Work to do ▸
Can you repeat the records from the line containing "the sneaker, the" through the end of the records, changing "jacket" to "coat" and leaving everything else as it is?
_ _ _
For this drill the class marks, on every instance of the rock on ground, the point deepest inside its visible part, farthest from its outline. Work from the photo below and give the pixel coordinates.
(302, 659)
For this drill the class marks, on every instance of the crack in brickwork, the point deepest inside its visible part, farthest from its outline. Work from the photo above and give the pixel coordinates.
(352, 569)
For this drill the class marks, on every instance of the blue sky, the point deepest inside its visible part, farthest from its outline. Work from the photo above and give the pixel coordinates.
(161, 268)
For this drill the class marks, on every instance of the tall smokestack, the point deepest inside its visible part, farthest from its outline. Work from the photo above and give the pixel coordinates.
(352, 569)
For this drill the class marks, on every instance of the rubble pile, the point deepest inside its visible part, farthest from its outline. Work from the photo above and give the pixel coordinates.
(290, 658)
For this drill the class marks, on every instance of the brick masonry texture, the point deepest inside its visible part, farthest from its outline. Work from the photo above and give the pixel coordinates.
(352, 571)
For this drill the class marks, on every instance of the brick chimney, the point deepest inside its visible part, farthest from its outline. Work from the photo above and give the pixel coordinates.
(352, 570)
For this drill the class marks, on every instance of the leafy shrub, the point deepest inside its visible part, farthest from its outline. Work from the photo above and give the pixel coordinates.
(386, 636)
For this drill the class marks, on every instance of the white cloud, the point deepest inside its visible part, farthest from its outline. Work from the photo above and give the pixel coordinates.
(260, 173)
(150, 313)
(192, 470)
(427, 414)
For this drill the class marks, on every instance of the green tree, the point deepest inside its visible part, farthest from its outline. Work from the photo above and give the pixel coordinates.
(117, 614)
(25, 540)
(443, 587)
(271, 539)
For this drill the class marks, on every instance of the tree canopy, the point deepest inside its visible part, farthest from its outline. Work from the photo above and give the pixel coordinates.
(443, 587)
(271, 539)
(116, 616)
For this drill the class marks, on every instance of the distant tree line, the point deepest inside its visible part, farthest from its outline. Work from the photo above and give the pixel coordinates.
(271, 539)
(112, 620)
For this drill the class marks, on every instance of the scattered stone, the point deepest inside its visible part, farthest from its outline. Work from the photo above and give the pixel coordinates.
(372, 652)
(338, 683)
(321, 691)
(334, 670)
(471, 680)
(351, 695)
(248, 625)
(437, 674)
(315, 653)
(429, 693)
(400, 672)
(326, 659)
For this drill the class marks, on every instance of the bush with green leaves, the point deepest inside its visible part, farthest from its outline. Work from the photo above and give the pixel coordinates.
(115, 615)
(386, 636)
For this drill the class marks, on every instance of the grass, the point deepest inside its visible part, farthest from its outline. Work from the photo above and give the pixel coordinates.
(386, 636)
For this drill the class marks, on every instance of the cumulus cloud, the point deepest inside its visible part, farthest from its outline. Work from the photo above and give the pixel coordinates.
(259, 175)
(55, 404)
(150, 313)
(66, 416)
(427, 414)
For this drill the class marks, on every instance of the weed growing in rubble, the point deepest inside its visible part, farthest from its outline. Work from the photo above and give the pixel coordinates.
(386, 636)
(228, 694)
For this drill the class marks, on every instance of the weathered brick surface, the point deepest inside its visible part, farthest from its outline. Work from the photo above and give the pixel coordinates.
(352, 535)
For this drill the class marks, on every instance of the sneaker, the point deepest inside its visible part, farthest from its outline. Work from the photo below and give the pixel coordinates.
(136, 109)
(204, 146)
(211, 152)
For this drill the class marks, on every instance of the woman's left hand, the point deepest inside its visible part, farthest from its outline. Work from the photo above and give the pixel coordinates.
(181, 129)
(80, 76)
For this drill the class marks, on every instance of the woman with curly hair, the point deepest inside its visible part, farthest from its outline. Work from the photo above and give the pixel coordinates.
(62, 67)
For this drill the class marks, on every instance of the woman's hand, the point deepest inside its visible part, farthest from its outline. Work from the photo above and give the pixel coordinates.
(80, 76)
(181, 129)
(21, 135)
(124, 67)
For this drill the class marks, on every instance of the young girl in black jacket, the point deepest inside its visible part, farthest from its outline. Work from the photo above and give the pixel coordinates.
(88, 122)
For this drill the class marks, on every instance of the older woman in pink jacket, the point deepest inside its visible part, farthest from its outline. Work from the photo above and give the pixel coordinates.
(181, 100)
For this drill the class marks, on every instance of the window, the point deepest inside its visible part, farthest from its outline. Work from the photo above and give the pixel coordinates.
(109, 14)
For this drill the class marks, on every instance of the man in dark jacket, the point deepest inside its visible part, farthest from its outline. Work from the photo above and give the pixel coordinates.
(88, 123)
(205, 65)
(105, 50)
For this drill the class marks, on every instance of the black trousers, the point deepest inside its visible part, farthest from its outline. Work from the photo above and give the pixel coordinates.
_ _ _
Correct output ▸
For this drill the class marks, on every instance of the sneaker, the point deepest inside its visible part, farthest from its outline. Work from the photo below and give the pixel coordinates.
(136, 109)
(204, 146)
(211, 152)
For this drill the class marks, on every instance of the woman's left hand, the point deepest inside its visible part, farthest from its outline. Work from the photo above and give the pixel coordinates.
(181, 129)
(80, 76)
For this drill the class marks, on every instance of the woman with curly hair, the point deepest inside its visible part, farthest from its outline. Work from the photo above and give the pixel coordinates.
(62, 67)
For this drill the class marks, on every instance of the woman's hand, the point deepest inside its visible part, farthest from its outline. Work from the photo above and give the pixel coordinates.
(80, 76)
(181, 129)
(21, 135)
(124, 67)
For this drill the class marks, on every instance of the young girl in black coat, the point deepest inside its visible part, farthest from its outline. Work from the photo above and give the pixel coordinates.
(88, 122)
For this drill the class marks, on every instance of the older woman in pink coat, the point deepest inside its visible part, farthest from its outline. Work from the photo above and give the pixel coordinates.
(181, 100)
For this drill the class marks, on every instance of the window, the point deepest inside its visible part, farthest from its outline. Work from the photo above and give the pixel coordinates.
(109, 14)
For this drill the class marks, on every instance of the man in dark coat, the point deepest inside its visible part, farthest from its outline. Work from the photo above and give the pixel coordinates.
(88, 123)
(205, 65)
(105, 50)
For this drill the class marks, on every instance of the black trousers, the point deepest inside its visible part, farthest from its outline. Work from the photo above and give the pixel coordinates.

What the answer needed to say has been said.